◆ Work to complete
1. In the passage on COVID testing, what does Yeadon say we have an epidemic of instead of the virus?
2. Copy the passage on COVID testing from "In addition, Yeadon" to "by Joel Smalley).", changing "lockdown" to "quarantine".

Provided text: Begin

In addition, Yeadon argues that the testing regime that we have put in place isn’t just useless, it is actively counter-productive. He argues that we don’t have an epidemic of the virus, we have an epidemic of testing. We don’t know what the false-positive rate is for the tests, nor do we have assurance that those ministering the tests are competent to do so. Essentially, if the virus is really as widespread as believed – and has the effects that are believed by those advocating a continued lockdown – then there would need to be other evidence in addition to the testing. Which, allegedly, there isn’t. Certainly not much in terms of overall death rate or hospital admissions (see work by Joel Smalley).

I would have thought that if Yeadon is wrong then it would be fairly straightforward to show that he is wrong. His claims about the nature of virus epidemiology, for example, which he states as ‘axioms’ and learned in the first year of a degree – and which undermine most of the press coverage of COVID – are either true or not. So I’m looking out for a refutation of his arguments.

In the meantime I will happily follow the recommended advice; I will wear a mask when out in public; we will not sing in church services; and so on and so forth. Yet all the while I shall also become more and more persuaded that we have, more by cock-up than conspiracy, ended up in the absurd position of sacrificing lives when we thought we were saving them, and I wonder more and more – what will follow ‘following the science’ once it is shown that ‘following the science’ has caused such needless havoc and pain?

Provided text: End
Given data: Begin

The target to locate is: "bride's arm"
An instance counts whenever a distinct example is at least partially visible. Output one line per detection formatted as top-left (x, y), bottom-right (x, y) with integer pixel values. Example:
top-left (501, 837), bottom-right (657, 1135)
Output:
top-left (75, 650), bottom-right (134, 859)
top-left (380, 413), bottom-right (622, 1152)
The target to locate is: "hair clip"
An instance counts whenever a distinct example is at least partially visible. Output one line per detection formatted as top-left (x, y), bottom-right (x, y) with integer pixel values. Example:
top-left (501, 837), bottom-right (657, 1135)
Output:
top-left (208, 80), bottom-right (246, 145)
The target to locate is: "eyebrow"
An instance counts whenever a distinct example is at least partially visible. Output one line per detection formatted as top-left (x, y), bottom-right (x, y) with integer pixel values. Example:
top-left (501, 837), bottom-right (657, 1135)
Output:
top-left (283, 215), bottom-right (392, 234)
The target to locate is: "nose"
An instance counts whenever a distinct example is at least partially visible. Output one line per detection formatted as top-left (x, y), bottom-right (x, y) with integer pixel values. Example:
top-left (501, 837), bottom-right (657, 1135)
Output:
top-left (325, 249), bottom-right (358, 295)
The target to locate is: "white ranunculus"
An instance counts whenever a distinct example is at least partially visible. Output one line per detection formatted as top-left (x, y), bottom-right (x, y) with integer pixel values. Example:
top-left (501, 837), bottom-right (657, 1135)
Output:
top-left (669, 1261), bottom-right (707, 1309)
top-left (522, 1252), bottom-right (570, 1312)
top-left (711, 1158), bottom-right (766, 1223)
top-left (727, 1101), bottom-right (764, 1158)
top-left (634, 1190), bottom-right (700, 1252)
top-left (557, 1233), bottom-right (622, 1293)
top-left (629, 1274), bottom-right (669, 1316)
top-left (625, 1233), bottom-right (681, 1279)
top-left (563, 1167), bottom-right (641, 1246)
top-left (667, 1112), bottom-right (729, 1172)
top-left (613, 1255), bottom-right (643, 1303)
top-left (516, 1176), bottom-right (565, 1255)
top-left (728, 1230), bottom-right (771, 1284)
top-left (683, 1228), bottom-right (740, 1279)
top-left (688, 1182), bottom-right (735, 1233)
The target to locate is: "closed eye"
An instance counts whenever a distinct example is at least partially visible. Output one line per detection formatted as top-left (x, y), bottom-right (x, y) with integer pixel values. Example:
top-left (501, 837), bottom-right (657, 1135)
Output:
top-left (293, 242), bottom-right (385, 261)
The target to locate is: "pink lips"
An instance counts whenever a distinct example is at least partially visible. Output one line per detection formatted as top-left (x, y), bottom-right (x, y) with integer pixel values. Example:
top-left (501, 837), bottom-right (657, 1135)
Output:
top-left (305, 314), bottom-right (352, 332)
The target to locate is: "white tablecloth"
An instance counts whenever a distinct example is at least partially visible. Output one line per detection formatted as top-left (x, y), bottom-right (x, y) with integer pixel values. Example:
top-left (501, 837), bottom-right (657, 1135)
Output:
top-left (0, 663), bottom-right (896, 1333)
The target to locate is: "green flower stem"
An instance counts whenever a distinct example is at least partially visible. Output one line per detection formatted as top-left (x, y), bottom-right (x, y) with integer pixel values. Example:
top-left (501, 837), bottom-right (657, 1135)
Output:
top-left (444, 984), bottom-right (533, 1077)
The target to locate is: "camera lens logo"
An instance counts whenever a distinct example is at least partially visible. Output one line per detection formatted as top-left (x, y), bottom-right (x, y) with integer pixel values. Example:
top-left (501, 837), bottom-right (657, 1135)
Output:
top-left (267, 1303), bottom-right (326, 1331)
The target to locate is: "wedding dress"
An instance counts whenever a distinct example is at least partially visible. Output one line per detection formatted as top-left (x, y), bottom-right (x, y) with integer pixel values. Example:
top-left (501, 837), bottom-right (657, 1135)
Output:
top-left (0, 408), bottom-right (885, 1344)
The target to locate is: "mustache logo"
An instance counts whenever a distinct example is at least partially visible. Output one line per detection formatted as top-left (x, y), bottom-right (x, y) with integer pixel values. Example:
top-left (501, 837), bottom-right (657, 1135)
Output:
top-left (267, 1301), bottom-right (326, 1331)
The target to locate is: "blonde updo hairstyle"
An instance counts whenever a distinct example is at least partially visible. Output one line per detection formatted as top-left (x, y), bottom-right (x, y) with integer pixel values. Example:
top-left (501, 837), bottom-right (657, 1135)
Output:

Given data: End

◆ Results for the exercise
1. An epidemic of testing.

2.
In addition, Yeadon argues that the testing regime that we have put in place isn’t just useless, it is actively counter-productive. He argues that we don’t have an epidemic of the virus, we have an epidemic of testing. We don’t know what the false-positive rate is for the tests, nor do we have assurance that those ministering the tests are competent to do so. Essentially, if the virus is really as widespread as believed – and has the effects that are believed by those advocating a continued quarantine – then there would need to be other evidence in addition to the testing. Which, allegedly, there isn’t. Certainly not much in terms of overall death rate or hospital admissions (see work by Joel Smalley).